## Exercise brief
Arrange the records below as a two-column CSV with the headers input and output. Give one row per record, with its text in input and its answer in output, each field in double quotes and each line break replaced by a space.

++++++

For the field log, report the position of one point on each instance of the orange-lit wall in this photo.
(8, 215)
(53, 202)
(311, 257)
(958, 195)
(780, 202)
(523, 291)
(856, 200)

++++++

## Response to this exercise
input,output
"For the field log, report the position of one point on each instance of the orange-lit wall in this photo.","(8, 215) (53, 202) (311, 257) (958, 195) (780, 202) (523, 291) (856, 200)"